Items listed in a dataset
>>>>

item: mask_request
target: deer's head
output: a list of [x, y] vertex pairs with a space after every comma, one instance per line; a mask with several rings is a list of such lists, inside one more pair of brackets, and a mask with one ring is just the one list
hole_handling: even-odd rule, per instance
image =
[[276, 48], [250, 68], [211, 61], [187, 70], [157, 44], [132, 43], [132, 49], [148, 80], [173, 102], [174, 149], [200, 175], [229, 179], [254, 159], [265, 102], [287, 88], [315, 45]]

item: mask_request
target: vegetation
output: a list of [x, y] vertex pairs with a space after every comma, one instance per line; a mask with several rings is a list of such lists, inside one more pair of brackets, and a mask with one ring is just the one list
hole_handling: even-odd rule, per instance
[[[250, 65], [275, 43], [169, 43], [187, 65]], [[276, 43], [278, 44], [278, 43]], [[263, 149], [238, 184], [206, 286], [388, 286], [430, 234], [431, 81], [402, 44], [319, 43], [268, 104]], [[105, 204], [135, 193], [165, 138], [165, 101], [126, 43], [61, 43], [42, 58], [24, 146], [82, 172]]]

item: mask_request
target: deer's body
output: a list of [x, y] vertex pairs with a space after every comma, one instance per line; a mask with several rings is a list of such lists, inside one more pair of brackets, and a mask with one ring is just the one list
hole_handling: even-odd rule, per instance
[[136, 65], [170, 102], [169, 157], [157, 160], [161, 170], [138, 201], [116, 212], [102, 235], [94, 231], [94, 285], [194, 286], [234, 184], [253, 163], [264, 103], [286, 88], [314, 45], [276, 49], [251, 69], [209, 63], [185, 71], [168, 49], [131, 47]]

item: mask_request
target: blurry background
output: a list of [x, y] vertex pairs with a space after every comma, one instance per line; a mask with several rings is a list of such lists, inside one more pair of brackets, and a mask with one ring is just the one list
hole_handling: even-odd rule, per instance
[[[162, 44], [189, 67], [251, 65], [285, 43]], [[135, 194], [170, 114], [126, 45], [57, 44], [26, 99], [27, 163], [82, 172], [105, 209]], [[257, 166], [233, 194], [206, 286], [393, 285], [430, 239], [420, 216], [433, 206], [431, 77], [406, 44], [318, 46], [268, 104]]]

<<<<

Set task: Express all of the items above as a two-column CSV with the header input,output, one row per item. Put each item's text in the input column and its answer in the output column, each as a single quoted field with line breaks replaced by spaces.

Solution to the problem:
input,output
"item: mask_request target: deer's head output: a list of [x, y] vertex pairs with a space after every comma, one instance per line; a mask with several rings is a list of such lists, inside one more pair of brackets, and a mask with one ring is just the one list hole_handling: even-odd rule, per instance image =","[[276, 48], [250, 68], [211, 61], [187, 70], [157, 44], [132, 43], [132, 49], [148, 80], [173, 102], [174, 149], [200, 175], [229, 179], [254, 159], [265, 102], [287, 88], [315, 45]]"
"item: mask_request target: vegetation output: a list of [x, y] vertex pairs with a space after every comma, one instance per line; a mask with several rings is a list of such lists, inside one more pair of brackets, and a mask with one ring is just the one list hole_handling: even-odd rule, per instance","[[[250, 65], [275, 43], [169, 43], [187, 65]], [[276, 43], [278, 44], [278, 43]], [[263, 149], [238, 184], [206, 286], [388, 286], [430, 234], [431, 81], [402, 44], [319, 43], [268, 104]], [[105, 204], [135, 193], [165, 138], [165, 101], [126, 43], [61, 43], [42, 58], [24, 146], [82, 172]]]"
"item: mask_request target: deer's body output: a list of [x, y] vertex pairs with a space after every comma, one instance per line; a mask with several rings is a list of such lists, inside one more pair of brackets, and a mask with one ring is just the one list hole_handling: even-odd rule, per instance","[[136, 65], [170, 102], [169, 157], [157, 160], [161, 170], [138, 201], [116, 212], [102, 235], [94, 231], [94, 285], [194, 286], [234, 184], [253, 163], [264, 103], [286, 88], [314, 45], [276, 49], [251, 69], [209, 63], [185, 71], [168, 49], [131, 47]]"
"item: mask_request target: blurry background output: a list of [x, y] vertex pairs with a space after every comma, one instance per line; a mask with several rings is a list of such lists, inside one more pair of brackets, and a mask with one ring is just the one list hole_handling: even-odd rule, per instance","[[[162, 44], [189, 67], [251, 65], [285, 43]], [[135, 194], [170, 114], [126, 45], [57, 44], [26, 99], [27, 163], [82, 172], [105, 209]], [[257, 166], [233, 194], [206, 286], [393, 285], [430, 239], [420, 216], [433, 206], [431, 77], [406, 44], [318, 46], [268, 104]]]"